**Goal**.
Give every line of the listing as a numbered list, starting with the line that contains "Guideline: for every instance of the sky, the" and going on through the end of the listing. Leave out blank lines and pictures.
===== Source records =====
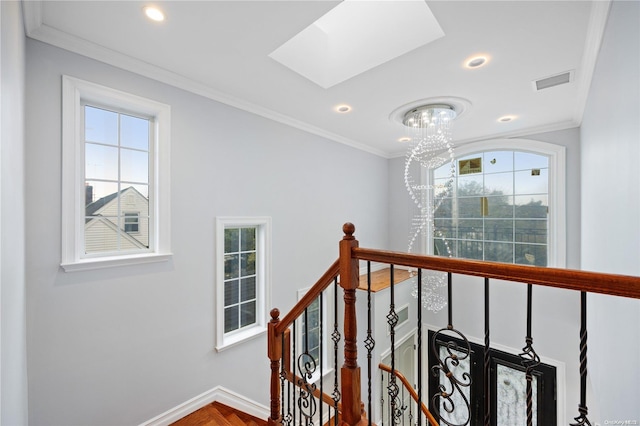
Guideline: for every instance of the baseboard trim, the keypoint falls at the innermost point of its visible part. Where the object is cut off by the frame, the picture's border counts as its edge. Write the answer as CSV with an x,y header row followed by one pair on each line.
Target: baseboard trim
x,y
220,394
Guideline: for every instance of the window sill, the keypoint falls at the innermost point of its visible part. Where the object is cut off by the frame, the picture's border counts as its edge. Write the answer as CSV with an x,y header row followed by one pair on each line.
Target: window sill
x,y
235,339
114,261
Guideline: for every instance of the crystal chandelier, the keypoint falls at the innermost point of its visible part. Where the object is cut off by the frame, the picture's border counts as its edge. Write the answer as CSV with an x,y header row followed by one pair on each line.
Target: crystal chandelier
x,y
429,128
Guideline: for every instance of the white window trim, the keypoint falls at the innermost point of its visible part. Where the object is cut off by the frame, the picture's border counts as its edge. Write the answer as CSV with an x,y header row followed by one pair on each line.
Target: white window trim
x,y
326,366
557,255
73,192
263,291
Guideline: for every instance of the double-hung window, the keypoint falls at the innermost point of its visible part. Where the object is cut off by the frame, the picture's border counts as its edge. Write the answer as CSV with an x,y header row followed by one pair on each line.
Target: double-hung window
x,y
242,278
115,206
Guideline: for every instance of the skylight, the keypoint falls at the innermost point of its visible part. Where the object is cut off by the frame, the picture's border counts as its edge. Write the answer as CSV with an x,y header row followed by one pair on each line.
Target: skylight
x,y
357,36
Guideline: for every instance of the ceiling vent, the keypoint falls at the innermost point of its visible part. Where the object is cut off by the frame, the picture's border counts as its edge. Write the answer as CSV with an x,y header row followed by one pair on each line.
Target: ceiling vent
x,y
554,80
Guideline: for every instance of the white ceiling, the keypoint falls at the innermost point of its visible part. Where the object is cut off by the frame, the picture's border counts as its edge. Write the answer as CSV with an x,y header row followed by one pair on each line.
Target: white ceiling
x,y
220,49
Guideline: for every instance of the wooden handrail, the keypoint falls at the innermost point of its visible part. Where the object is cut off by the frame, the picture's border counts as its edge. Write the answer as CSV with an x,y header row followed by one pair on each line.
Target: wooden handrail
x,y
325,280
593,282
412,392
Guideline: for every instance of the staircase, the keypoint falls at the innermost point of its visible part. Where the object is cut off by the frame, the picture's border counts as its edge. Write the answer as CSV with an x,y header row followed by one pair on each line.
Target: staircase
x,y
217,414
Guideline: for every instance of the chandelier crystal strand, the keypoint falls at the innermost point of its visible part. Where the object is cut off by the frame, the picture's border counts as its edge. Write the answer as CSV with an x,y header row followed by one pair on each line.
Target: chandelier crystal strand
x,y
430,148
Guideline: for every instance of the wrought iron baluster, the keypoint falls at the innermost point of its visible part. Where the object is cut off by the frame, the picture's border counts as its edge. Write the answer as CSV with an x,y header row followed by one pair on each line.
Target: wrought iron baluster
x,y
369,342
487,358
392,387
529,357
455,354
382,395
583,411
306,366
293,368
283,376
320,355
419,343
335,337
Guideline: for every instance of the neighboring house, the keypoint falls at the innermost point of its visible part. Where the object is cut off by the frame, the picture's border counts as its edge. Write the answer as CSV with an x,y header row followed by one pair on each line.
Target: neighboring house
x,y
106,230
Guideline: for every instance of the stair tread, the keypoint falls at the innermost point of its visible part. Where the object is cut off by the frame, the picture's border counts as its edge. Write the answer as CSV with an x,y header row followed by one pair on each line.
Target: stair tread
x,y
217,414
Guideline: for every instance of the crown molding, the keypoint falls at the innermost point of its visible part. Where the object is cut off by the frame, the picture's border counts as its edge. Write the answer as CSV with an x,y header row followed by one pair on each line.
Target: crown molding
x,y
35,29
520,133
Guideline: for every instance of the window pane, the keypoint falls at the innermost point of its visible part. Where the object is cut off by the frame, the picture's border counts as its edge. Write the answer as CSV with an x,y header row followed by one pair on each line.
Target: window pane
x,y
101,162
231,240
470,249
134,166
526,160
498,230
444,171
498,184
443,187
444,228
248,239
100,125
96,191
444,247
248,313
527,254
499,206
131,222
143,231
231,319
470,229
498,252
248,289
470,207
248,262
99,235
443,207
531,231
534,181
512,394
470,185
231,293
231,269
134,132
498,161
528,206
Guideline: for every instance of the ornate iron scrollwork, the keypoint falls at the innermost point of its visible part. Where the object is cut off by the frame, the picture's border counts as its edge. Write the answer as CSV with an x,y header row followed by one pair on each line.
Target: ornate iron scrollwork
x,y
307,402
455,354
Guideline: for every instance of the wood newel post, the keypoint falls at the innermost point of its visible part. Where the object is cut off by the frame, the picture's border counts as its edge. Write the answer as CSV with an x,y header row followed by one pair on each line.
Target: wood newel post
x,y
350,372
274,349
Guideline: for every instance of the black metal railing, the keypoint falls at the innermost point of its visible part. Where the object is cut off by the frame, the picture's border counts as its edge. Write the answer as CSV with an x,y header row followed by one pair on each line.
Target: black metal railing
x,y
309,388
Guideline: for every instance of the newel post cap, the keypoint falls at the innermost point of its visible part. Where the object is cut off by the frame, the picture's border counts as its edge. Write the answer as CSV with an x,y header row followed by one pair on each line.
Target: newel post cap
x,y
348,229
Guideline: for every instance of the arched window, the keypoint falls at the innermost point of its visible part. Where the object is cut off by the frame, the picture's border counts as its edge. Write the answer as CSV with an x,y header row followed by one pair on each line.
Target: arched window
x,y
504,202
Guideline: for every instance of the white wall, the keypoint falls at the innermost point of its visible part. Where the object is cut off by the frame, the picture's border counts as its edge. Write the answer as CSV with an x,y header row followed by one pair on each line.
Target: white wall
x,y
13,357
121,346
610,137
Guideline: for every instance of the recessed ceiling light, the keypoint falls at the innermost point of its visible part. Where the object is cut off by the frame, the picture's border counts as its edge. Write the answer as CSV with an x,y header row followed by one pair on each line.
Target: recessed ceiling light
x,y
507,118
154,13
476,62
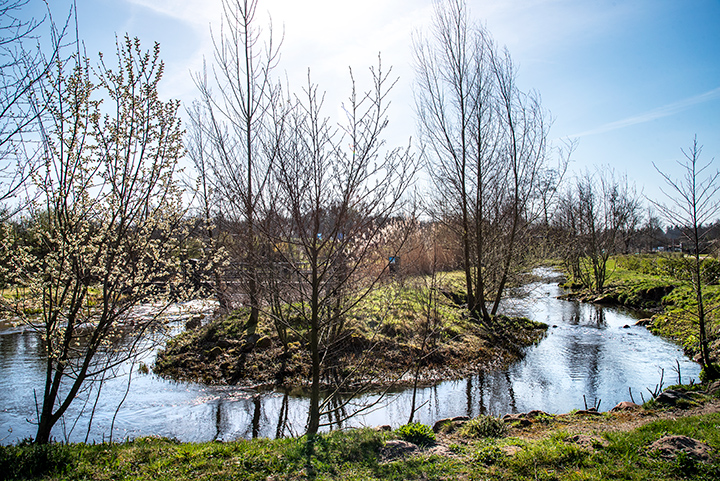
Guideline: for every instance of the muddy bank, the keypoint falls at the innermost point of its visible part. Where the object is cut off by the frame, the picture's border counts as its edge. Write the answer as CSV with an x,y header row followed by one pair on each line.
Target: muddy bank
x,y
220,352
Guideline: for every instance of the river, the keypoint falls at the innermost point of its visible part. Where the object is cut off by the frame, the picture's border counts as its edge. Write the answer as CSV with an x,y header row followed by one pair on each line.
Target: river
x,y
588,351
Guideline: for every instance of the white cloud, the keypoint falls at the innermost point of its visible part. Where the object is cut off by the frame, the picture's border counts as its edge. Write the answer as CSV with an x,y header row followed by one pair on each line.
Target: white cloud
x,y
658,113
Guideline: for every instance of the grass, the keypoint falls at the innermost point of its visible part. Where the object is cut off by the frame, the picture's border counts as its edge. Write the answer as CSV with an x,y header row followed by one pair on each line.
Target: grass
x,y
356,454
656,283
386,332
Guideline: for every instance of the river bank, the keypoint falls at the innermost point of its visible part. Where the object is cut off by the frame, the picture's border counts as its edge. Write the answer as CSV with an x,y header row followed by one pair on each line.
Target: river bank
x,y
667,302
385,338
653,441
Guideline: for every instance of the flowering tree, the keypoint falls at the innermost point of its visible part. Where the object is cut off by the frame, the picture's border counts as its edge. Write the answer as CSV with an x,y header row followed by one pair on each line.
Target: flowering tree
x,y
106,225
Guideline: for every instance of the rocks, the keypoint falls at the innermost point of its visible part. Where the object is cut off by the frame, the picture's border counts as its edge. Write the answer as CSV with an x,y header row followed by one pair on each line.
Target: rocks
x,y
606,299
668,447
588,442
671,397
449,424
397,448
194,322
535,413
713,388
587,412
524,419
517,419
625,406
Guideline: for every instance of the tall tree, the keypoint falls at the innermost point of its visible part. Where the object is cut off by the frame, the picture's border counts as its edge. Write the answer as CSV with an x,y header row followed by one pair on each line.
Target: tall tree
x,y
337,188
595,213
22,70
237,114
107,215
486,144
692,203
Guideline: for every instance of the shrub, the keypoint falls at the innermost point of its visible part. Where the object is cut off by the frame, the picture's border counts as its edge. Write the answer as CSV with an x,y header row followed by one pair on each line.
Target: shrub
x,y
416,433
27,460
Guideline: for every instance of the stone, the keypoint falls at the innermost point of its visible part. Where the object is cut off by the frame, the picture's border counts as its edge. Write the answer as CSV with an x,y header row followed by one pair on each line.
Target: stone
x,y
587,412
713,387
214,352
517,419
625,406
397,448
193,323
535,413
669,446
441,450
671,397
588,442
440,424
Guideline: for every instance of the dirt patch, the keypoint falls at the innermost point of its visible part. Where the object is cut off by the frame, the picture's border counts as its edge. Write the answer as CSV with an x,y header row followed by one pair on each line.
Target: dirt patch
x,y
670,447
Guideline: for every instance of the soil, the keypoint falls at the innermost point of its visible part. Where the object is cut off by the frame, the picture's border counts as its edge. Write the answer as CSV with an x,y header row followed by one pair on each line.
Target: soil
x,y
218,354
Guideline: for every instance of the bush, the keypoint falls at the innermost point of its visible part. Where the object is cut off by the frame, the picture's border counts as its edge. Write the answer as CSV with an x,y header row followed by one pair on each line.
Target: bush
x,y
484,427
416,433
27,460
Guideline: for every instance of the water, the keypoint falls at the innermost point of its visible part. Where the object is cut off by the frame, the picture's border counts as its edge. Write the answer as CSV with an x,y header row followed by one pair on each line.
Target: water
x,y
589,353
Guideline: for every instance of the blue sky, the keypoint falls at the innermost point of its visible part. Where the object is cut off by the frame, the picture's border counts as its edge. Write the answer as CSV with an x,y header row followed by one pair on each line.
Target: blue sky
x,y
633,80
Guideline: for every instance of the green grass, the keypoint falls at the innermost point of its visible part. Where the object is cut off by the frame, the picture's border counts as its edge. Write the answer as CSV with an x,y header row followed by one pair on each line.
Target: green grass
x,y
388,330
355,455
659,283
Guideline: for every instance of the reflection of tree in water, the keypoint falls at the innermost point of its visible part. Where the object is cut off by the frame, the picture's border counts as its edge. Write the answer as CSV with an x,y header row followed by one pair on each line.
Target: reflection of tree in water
x,y
597,316
283,416
572,313
337,412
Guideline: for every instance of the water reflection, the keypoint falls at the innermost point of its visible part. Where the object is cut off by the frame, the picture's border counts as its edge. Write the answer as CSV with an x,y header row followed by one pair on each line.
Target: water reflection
x,y
587,353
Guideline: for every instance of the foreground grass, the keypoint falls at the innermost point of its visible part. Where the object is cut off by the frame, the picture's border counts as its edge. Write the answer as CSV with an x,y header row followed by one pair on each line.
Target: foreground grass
x,y
356,454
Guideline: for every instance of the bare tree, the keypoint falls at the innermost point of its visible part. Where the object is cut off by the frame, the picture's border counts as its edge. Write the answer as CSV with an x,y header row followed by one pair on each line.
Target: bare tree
x,y
337,188
22,70
595,213
693,202
455,117
237,116
108,219
199,151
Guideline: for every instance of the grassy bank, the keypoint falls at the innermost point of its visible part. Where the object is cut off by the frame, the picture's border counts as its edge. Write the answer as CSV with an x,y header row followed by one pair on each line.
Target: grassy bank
x,y
383,337
574,446
652,283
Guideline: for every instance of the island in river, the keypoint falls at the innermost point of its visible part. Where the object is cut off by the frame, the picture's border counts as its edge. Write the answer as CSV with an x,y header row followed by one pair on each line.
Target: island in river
x,y
399,333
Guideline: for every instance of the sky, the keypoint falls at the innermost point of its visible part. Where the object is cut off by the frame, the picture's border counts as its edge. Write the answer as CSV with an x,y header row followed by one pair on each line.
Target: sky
x,y
634,81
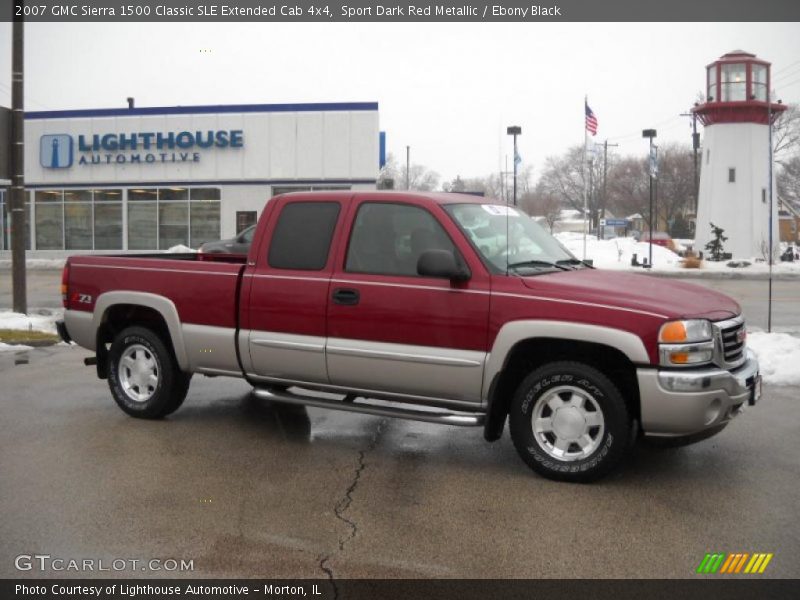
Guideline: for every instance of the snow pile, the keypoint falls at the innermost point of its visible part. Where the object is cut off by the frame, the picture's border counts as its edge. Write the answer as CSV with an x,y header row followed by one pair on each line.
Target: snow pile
x,y
13,348
778,356
616,253
46,321
36,263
=====
**Completed exercise**.
1. Guideline: for every instance of the sky, the keypoint falls at the innermost point of its visible part. Where the object is cut off by the frame, the picture's border counts as its edge. Write the answer as CSV with an x,y header row followed by one pair on each line.
2. Target: sky
3. x,y
4. 634,81
5. Guideline: for every instance of the snow pile, the keypoint falls at the innermost point of its visible part. Where the object is cut off by the frame, the picture's border counts as its edge. Write the answer as CSV with an x,y header row followed by one pair on each line.
6. Target: snow pile
7. x,y
8. 13,348
9. 778,356
10. 616,253
11. 46,321
12. 36,263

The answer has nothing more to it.